PROBLEM STATEMENT
Every line in the records below with the string "like" is to be copied out.

DATASET RECORDS
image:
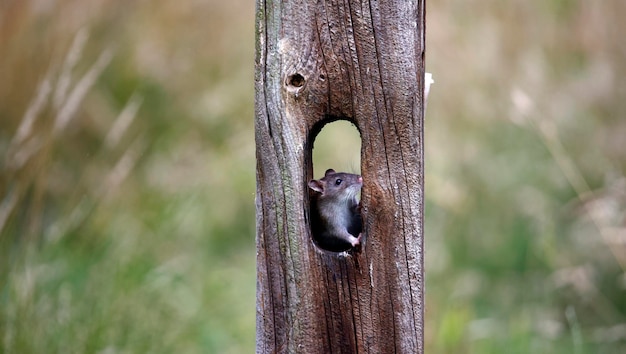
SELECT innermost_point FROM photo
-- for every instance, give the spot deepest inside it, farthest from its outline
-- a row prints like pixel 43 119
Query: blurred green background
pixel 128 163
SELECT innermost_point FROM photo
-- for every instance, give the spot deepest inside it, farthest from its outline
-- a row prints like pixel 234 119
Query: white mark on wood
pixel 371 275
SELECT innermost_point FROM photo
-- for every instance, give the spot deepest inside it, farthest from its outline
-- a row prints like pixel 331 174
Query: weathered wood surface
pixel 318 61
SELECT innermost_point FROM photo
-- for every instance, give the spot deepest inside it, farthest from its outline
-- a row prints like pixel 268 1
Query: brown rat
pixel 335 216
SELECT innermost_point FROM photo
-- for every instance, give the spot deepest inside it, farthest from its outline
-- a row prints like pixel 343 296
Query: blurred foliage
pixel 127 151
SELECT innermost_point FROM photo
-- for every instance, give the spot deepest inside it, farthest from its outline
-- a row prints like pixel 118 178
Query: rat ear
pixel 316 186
* * *
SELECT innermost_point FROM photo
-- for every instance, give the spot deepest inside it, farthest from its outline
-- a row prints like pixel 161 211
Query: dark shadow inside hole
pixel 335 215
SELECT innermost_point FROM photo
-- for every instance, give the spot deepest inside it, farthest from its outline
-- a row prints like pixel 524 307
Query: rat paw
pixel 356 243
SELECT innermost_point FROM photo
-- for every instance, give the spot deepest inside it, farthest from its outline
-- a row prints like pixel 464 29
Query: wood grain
---
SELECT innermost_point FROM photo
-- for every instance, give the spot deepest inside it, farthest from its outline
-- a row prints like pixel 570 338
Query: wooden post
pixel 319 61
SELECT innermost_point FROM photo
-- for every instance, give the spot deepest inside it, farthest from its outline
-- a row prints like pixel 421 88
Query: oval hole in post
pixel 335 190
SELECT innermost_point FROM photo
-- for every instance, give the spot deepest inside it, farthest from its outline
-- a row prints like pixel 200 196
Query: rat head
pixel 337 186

OUTPUT OF THE TASK
-- a row prints like pixel 43 119
-- a row prints like pixel 234 119
-- a row prints like pixel 331 174
-- a row prints like pixel 268 1
-- a row prints like pixel 343 296
-- a row prints like pixel 118 178
-- a row prints like pixel 161 211
-- a row prints like pixel 524 307
-- a row prints like pixel 464 29
-- a row prints like pixel 570 338
-- a row prints like pixel 421 88
-- a row prints like pixel 200 196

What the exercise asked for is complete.